Photo labels with boxes:
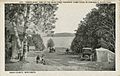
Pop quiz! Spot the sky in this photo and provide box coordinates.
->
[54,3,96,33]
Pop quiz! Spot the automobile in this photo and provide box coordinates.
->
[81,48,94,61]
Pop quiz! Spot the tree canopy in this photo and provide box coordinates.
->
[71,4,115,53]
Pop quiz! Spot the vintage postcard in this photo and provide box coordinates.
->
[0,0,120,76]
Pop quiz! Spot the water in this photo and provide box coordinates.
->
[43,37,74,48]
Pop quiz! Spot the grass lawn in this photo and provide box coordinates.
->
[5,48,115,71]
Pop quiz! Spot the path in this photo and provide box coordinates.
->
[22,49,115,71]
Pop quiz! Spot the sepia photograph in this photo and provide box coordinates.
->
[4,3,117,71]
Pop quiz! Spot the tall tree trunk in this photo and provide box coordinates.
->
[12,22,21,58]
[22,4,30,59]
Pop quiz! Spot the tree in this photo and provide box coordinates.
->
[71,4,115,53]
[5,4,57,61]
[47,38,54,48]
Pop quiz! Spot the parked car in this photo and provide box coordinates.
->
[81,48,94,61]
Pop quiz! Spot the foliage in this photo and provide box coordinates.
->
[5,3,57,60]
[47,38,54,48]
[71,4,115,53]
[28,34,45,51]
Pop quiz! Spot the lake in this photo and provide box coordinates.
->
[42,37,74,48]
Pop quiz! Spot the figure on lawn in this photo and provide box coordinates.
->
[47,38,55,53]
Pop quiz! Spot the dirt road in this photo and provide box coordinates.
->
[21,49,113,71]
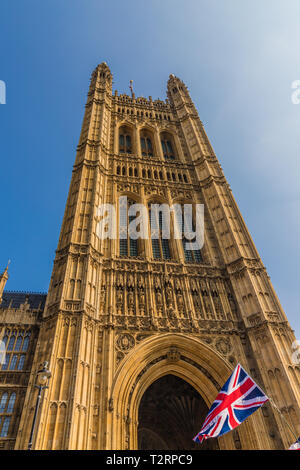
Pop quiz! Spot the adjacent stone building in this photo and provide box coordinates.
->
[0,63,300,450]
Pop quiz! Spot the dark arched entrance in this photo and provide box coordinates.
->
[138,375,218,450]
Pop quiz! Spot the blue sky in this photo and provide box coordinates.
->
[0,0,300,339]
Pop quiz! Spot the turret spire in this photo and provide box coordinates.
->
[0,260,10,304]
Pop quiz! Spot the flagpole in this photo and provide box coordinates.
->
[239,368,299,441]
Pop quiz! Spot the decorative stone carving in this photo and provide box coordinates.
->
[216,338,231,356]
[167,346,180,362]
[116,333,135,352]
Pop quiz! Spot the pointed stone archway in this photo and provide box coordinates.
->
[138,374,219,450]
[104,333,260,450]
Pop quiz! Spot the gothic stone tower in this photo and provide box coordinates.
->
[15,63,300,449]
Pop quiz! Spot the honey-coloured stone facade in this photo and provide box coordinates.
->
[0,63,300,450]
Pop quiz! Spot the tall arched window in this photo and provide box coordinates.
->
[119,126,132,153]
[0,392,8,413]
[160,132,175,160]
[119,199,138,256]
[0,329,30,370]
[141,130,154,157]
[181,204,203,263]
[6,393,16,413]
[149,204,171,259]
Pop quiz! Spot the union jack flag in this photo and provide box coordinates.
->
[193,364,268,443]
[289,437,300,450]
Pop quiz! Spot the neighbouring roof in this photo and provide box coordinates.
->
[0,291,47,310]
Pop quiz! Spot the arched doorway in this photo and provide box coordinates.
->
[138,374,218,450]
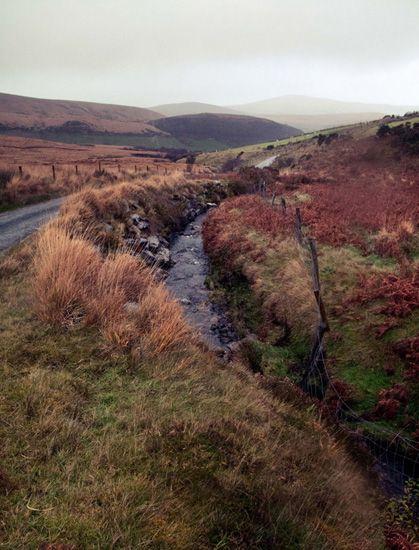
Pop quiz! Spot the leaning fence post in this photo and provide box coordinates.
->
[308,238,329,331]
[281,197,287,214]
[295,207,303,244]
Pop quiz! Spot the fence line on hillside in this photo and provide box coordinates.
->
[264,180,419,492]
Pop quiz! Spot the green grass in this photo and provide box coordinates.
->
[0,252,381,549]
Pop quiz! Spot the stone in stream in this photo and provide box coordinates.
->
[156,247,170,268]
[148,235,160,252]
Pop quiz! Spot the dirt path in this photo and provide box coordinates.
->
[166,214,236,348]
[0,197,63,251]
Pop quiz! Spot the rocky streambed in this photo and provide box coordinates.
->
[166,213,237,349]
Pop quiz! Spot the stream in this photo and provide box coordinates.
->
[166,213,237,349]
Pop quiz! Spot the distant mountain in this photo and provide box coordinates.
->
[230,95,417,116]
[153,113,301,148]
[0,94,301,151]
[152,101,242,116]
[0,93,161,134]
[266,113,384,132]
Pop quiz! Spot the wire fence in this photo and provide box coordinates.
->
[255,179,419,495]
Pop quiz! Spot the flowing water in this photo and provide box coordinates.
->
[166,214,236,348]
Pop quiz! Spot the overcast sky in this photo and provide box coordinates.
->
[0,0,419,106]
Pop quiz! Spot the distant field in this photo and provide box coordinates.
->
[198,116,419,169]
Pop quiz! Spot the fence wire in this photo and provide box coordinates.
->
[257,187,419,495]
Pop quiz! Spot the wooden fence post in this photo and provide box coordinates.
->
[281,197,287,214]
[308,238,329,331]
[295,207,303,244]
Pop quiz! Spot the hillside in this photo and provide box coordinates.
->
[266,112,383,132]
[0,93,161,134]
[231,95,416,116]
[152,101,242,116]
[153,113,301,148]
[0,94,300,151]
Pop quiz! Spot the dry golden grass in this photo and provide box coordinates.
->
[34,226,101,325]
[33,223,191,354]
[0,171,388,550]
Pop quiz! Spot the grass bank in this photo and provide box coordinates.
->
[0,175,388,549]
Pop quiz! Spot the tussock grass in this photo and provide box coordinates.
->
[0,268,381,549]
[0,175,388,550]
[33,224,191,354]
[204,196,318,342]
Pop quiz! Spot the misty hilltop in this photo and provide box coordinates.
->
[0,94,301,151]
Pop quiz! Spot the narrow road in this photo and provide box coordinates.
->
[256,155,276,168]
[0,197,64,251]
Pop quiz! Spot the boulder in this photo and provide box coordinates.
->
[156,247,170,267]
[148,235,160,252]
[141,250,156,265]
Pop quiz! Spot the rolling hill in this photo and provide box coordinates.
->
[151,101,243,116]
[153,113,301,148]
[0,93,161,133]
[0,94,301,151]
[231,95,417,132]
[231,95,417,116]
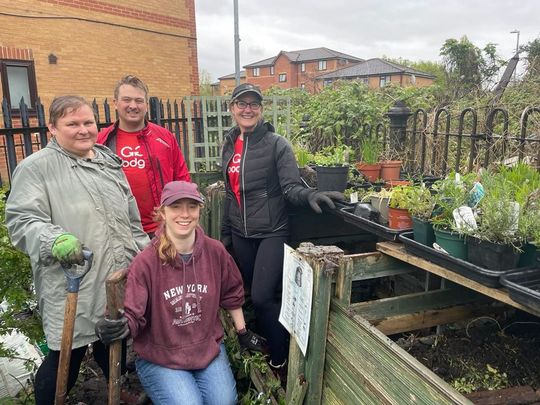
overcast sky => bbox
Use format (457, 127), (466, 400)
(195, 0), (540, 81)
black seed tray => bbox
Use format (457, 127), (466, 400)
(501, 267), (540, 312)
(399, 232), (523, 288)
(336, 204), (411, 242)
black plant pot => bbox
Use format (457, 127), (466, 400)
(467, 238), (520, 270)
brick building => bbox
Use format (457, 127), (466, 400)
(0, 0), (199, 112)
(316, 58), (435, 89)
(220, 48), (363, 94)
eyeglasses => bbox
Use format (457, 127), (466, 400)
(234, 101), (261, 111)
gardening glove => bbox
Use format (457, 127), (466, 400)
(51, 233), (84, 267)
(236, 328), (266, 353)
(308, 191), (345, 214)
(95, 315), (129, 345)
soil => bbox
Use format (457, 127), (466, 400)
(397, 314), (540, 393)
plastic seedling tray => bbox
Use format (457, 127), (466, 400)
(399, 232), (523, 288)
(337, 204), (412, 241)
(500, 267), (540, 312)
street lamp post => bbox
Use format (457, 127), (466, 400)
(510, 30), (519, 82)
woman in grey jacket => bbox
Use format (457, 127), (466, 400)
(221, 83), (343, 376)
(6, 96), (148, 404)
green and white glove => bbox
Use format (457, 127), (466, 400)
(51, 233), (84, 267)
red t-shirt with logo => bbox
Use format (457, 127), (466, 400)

**Exercise objective:**
Please give again the part of the entries that opens with the line containing "Pop quiz! Spot the water" and closes with the line containing "[42,37,74,48]", replacing "provide" with "give" and leaving everything else unchanged.

**Written reply:**
Pop quiz! Spot the water in this photo and give box coordinates.
->
[43,37,74,48]
Pop quiz! Spot the grass lawn in this photo and give box coordinates.
->
[5,48,115,71]
Pop quiz! Spot the path in this photo and give box coordinates.
->
[22,49,115,71]
Pop quiz! Spot the sepia photograph in this photo and give box coordinates.
->
[4,3,117,71]
Pop quiz! Spot the tall tree trunk in this photo and give box coordinates.
->
[12,22,21,58]
[22,4,30,59]
Pop quiz! Spot the tree in this photo and give box coordinates.
->
[71,4,115,53]
[5,4,57,61]
[47,38,54,48]
Pop quiz! Spot the parked car in this photo and give box coordinates.
->
[81,48,94,61]
Pop quiz! Spot the foliage in this photo and give box coordinates.
->
[5,3,57,60]
[47,38,54,48]
[71,4,115,53]
[28,34,45,51]
Pop quiz! Spot the lake in this photo and give box coordinates.
->
[42,37,74,48]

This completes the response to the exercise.